:: Texto fuente ::
------------------------------------------------

La República Francesa, arquetipo de sistema centralista, se ha caracterizado por su fuerte afán unificador desde el Antiguo Régimen. El rey Luis XIV, con su famosa frase “El Estado soy yo”, constituye un claro ejemplo de cómo el país siempre se ha aferrado a una figura central, de la cual emanaba toda la organización. Con la Revolución francesa y el triunfo jacobino, la Primera República adoptó como ley suprema la Declaración de los Derechos del Hombre y del Ciudadano, cuyo primer artículo reconocía la igualdad de todos los hombres. La consigna igualitaria supuso una oposición total al reconocimiento de particularidades como las identidades minoritarias y se convirtió en la piedra angular de los sucesivos Gobiernos del país. Esta política homogeneizadora redujo Bretaña o Normandía al estatus de simples regiones dentro de la república.
Para ampliar: “Histoire de le Dire: Centralisme”, André Ropert en L’express, 2014
El centralismo galo no solo se gestó en la política, sino también en el ámbito cultural. Desde la publicación de la Enciclopedia en 1778, el francés de la capital se impuso por encima del resto de lenguas del país, despectivamente denominadas patois —‘jergas’— y habladas “en casi todas las provincias… solo hablamos la lengua en la capital”, tal y como podía leerse en la Enciclopedia. Con la obligatoriedad de la escuela en tiempos de Napoleón, el francés se impuso a los alumnos de todo el país y, a pesar del fracaso del imperio y de la sucesiva Restauración, el avance de la lengua gala no se detuvo.

------------------------------------------------

:: Extracto de datos ::
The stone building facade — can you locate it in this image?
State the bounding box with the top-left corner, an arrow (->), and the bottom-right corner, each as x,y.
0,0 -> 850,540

------------------------------------------------

:: Acciones a realizar ::
1/ Enumera todas las personas que el texto sobre el centralismo francés menciona por su nombre.
2/ Prosigue el texto sobre el centralismo francés a partir de su última oración.

:: Conjunto de respuestas ::
1/ Luis XIV, André Ropert y Napoleón.

2/
Las lenguas minoritarias no fueron lo único constantemente reprimido por el país de Marianne, sino también sus hablantes. Los bretones, pueblo con una fuerte conciencia nacional, han estado fuertemente reprimidos, especialmente tras la eliminación de la autonomía con la Revolución. No obstante, tras la Primera Guerra Mundial el movimiento gozó de importantes cotas de popularidad gracias a la publicación de Breiz Atao —‘Bretaña Hoy’—, un periódico de corte nacionalista que reivindicaba de forma activa la lengua, la tradición celta de Bretaña y las aspiraciones autonomistas. Dichas aspiraciones fueron apoyadas por el Partido Nacional Bretón (PNB), formado en 1931 y desaparecido tras la Segunda Guerra Mundial. El PNB, debido a su colaboración con el régimen del mariscal Pétain, así como a su racismo —“El pueblo bretón forma una comunidad étnica”—, terminó denostado y, con él, el nacionalismo bretón desapareció de la primera línea política durante muchos años. En las últimas elecciones regionales de 2015, la lista nacionalista más votada fue la de Christian Troadec, que obtuvo el 6,7% de los votos en la primera vuelta, por detrás del Partido Socialista —51,4%—, Los Republicanos —29,7%— y el Frente Nacional —18,8%—.
Al otro lado del país, separado de la metrópolis por el mar Mediterráneo, encontramos el otro bastión nacionalista que hace frente al centralismo galo: Córcega. Esta isla mediterránea, república independiente entre 1755 y 1769, se ha caracterizado por su fuerte conciencia nacional y por reclamar una progresiva autonomía de la madre patria. A pesar de la pacífica conciencia nacional, el Frente de Liberación Nacional de Córcega —grupo armado calificado como terrorista y equiparado al movimiento ETA de País Vasco— atrajo la mayor parte de la atención mediática durante el último tercio del siglo XX hasta su disolución en 2014.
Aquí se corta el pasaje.